▶ Stated exercise
Arrange the lines below as a JSON list of strings, one string per line, and leave out any blank lines.

(Source data)
# # #

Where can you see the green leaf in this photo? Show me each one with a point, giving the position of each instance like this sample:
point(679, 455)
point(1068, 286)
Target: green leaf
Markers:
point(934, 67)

# # #

▶ Task answer
[
  "Where can you see the green leaf in this photo? Show me each one with a point, giving the position of each instance like this sample:",
  "point(679, 455)",
  "point(1068, 286)",
  "Target: green leaf",
  "Markers:",
  "point(934, 67)"
]